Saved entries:
-- Opening Marker --

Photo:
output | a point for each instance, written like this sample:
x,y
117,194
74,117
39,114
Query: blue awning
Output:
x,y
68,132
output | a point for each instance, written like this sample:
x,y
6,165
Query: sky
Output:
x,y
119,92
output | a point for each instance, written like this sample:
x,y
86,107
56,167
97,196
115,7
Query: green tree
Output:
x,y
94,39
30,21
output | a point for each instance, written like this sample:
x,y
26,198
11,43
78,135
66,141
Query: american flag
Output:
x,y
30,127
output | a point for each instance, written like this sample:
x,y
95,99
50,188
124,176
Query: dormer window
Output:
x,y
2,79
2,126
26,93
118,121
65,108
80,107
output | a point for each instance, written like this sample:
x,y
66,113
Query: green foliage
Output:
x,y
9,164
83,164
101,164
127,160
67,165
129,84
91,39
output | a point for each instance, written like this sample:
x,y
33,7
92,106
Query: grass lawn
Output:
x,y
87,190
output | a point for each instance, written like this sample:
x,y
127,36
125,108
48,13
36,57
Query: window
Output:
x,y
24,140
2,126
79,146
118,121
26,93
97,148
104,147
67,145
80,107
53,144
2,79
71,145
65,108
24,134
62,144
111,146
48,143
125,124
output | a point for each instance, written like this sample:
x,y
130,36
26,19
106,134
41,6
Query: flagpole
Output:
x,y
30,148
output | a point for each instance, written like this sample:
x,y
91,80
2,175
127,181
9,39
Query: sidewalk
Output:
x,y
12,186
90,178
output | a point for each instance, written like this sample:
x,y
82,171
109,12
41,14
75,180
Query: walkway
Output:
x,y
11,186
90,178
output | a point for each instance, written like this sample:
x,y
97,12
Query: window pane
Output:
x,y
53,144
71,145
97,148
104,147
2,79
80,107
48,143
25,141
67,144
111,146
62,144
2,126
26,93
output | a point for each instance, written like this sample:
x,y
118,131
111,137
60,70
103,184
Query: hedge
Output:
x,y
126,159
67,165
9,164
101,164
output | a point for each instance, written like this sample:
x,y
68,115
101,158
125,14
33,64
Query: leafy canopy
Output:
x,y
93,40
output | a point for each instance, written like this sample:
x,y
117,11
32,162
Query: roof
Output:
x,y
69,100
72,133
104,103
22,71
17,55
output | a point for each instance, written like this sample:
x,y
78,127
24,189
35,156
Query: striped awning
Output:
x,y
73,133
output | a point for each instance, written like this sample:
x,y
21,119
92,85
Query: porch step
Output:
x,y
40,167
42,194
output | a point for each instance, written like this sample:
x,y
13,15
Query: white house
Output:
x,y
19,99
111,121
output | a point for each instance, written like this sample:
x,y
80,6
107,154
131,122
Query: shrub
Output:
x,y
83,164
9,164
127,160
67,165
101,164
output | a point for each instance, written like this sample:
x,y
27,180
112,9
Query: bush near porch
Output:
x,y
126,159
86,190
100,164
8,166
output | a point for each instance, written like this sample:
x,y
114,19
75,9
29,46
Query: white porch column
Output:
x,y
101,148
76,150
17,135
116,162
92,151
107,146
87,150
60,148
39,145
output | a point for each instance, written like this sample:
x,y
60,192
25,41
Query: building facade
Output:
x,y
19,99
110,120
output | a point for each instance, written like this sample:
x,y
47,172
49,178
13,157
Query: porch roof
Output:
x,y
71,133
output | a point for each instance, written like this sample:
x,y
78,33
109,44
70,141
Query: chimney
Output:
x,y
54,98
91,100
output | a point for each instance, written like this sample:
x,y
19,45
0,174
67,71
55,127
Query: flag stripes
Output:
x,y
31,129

-- Closing Marker --

▶ **Your objective**:
Please repeat each entry. Keep every word the same.

▶ **Answer section**:
Photo:
output | a point for each instance, written like this sample:
x,y
117,194
74,117
39,114
Query: blue awning
Output:
x,y
68,132
output | a point for each instance, written like this sample:
x,y
6,165
Query: sky
Output:
x,y
119,92
output | a point for each instance, written like this sample:
x,y
86,107
56,167
97,196
115,7
Query: green tree
Output:
x,y
94,39
30,21
output | a point for each instance, written like this sample:
x,y
26,198
11,43
78,135
66,141
Query: american flag
Output:
x,y
30,127
output | a point for each instance, written like this sample:
x,y
95,99
50,188
124,176
Query: dormer window
Output:
x,y
2,79
2,126
26,93
118,121
65,108
80,107
output | a point for each instance, written like this sample:
x,y
66,113
Query: green foliage
Output:
x,y
9,164
83,164
101,164
127,160
67,165
129,84
91,39
output | a point for each instance, written like this sample:
x,y
33,7
92,106
Query: grass lawn
Output:
x,y
87,190
output | a point for each instance, written like this sample:
x,y
127,36
125,108
48,13
36,57
Query: window
Output:
x,y
24,140
2,126
79,146
118,121
26,93
97,148
104,147
67,145
80,107
53,144
2,79
71,145
65,108
24,134
62,144
111,146
48,143
125,124
output | a point for each instance, written like this sample:
x,y
130,36
26,19
106,134
41,6
Query: flagpole
Output:
x,y
30,148
output | a point for each instance, written like this sample:
x,y
91,80
2,175
127,181
9,39
Query: sidewalk
Output:
x,y
12,186
90,178
output | a point for each instance, written like this sample:
x,y
82,171
109,12
41,14
75,180
Query: walkway
Output:
x,y
11,186
90,178
output | a point for each instance, written like this sample:
x,y
97,12
Query: window pane
Output:
x,y
53,144
71,145
97,148
104,147
2,79
80,107
48,143
25,141
67,144
111,146
62,144
2,126
26,93
output | a point for each instance, written like this sample:
x,y
118,131
111,137
60,70
103,184
Query: hedge
Output:
x,y
126,159
67,165
9,164
101,164
output | a point for each instance, written like this sample:
x,y
68,115
101,158
125,14
33,64
Query: leafy canopy
Output:
x,y
93,40
output | a point for each instance, written like this sample:
x,y
117,11
32,162
Query: roof
Output:
x,y
69,100
72,133
104,103
22,71
17,55
output | a point for each instance, written like this sample:
x,y
78,127
24,189
35,156
Query: striped awning
Output:
x,y
73,133
output | a point for each instance, written like this sample:
x,y
21,119
92,85
Query: porch step
Output:
x,y
40,167
42,194
output | a point for each instance, written like this sample:
x,y
13,15
Query: white house
Output:
x,y
19,99
111,121
output | a point for each instance, written like this sample:
x,y
80,6
107,154
131,122
Query: shrub
Output:
x,y
83,164
9,164
127,160
67,165
101,164
output | a point for each instance, written like this sample:
x,y
27,180
112,9
Query: bush near porch
Output:
x,y
126,159
86,190
100,164
8,166
output | a point for each instance, written like this sample:
x,y
114,19
75,9
29,46
Query: white porch column
Output:
x,y
101,148
76,150
17,135
116,162
92,151
107,146
87,150
60,148
39,145
output | a point for each instance, written like this sample:
x,y
60,192
25,41
Query: building facade
Output:
x,y
19,99
110,120
output | a point for each instance, written like this sample:
x,y
47,172
49,178
13,157
Query: porch roof
Output:
x,y
71,133
output | a point for each instance, written like this sample:
x,y
78,33
109,44
70,141
Query: chimney
Output:
x,y
54,98
91,100
output | a point for each instance, written like this sample:
x,y
19,45
0,174
67,71
55,127
Query: flag stripes
Output:
x,y
31,129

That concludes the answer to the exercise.